State how many lines of the records contain the string "green", treating case as significant. Reply with the number only.

Dataset extracts labeled with boxes:
####################

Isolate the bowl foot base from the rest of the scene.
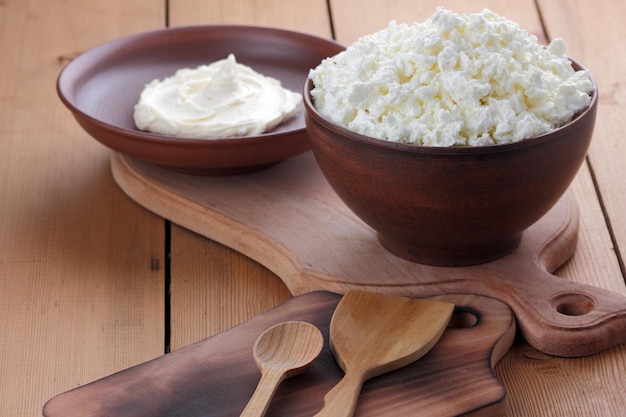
[378,233,522,267]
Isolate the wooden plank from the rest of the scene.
[539,0,626,287]
[169,0,331,37]
[496,0,626,417]
[0,0,164,416]
[169,0,331,350]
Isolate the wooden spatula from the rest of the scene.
[315,290,454,417]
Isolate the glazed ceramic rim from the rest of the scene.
[56,24,344,146]
[302,58,598,155]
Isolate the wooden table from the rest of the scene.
[0,0,626,417]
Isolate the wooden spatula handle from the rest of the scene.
[240,369,285,417]
[314,372,364,417]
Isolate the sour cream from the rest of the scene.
[133,54,302,139]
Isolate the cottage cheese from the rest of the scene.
[133,54,302,139]
[309,8,593,146]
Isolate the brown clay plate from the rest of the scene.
[57,25,344,175]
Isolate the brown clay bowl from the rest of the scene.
[304,63,598,266]
[57,25,344,175]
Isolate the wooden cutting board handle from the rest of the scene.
[111,153,626,357]
[43,292,515,417]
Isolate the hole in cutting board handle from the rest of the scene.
[448,307,480,329]
[551,293,596,316]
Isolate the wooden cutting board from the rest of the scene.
[43,291,515,417]
[111,152,626,357]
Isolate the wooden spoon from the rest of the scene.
[315,290,454,417]
[241,321,324,417]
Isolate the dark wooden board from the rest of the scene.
[111,153,626,357]
[43,291,515,417]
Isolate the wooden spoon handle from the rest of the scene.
[507,271,626,357]
[313,372,363,417]
[240,369,285,417]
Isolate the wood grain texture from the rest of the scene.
[538,0,626,287]
[0,0,164,416]
[44,292,515,417]
[112,153,626,357]
[169,0,331,38]
[169,0,331,350]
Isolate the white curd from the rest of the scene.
[309,8,593,146]
[134,54,302,139]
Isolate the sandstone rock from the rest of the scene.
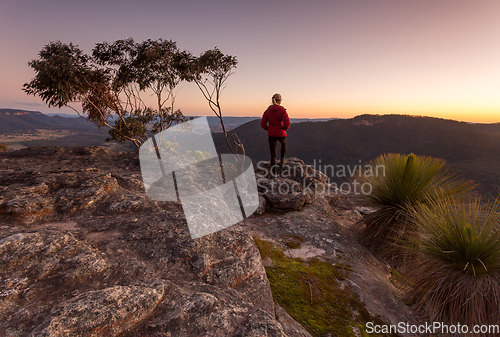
[35,286,163,337]
[256,157,334,210]
[0,147,416,337]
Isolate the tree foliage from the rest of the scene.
[23,38,236,147]
[190,47,245,154]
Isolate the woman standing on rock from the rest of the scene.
[260,94,290,174]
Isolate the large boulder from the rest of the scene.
[0,147,300,337]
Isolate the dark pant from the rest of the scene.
[269,137,286,166]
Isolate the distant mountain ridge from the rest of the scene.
[0,109,97,132]
[214,115,500,197]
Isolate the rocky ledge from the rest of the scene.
[0,147,412,337]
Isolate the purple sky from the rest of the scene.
[0,0,500,122]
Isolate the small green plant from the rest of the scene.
[408,199,500,326]
[360,153,474,260]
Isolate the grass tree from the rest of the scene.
[360,153,474,260]
[408,199,500,326]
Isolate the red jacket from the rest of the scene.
[260,104,290,137]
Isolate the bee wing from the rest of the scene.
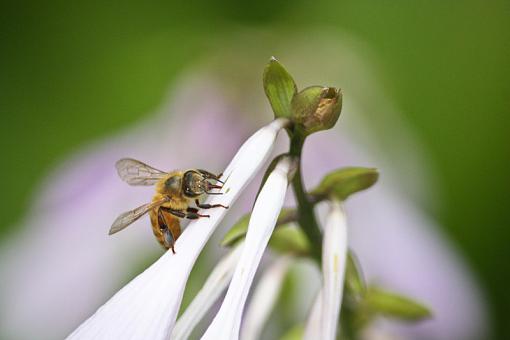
[108,198,168,235]
[115,158,167,185]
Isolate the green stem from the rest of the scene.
[289,131,322,264]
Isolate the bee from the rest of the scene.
[109,158,228,254]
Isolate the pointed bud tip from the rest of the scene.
[310,167,379,201]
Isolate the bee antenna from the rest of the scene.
[205,191,223,195]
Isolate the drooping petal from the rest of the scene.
[241,256,292,340]
[202,157,293,339]
[170,242,244,340]
[69,119,288,339]
[303,288,323,340]
[319,202,347,340]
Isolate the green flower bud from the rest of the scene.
[262,57,297,118]
[364,286,432,321]
[291,86,342,135]
[310,167,379,201]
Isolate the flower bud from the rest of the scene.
[291,86,342,135]
[310,167,379,201]
[262,57,297,118]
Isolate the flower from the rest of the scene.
[202,157,293,339]
[68,119,288,339]
[0,32,486,339]
[170,242,244,340]
[317,202,347,340]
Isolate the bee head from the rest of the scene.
[165,175,182,194]
[182,170,222,198]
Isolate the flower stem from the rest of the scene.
[289,129,322,264]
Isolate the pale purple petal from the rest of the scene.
[65,119,287,339]
[241,255,293,340]
[202,158,293,339]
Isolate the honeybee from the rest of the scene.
[109,158,228,254]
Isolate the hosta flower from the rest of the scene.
[0,35,484,339]
[69,119,288,339]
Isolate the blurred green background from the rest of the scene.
[0,0,510,338]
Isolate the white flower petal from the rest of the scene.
[69,120,287,339]
[320,202,347,340]
[170,242,244,340]
[241,256,292,340]
[303,288,322,340]
[202,158,293,340]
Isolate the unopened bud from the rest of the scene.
[291,86,342,135]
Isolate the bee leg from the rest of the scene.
[158,209,175,254]
[159,207,186,218]
[160,207,210,220]
[195,199,228,209]
[198,169,223,184]
[186,212,211,220]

####################

Result for this exercise: 4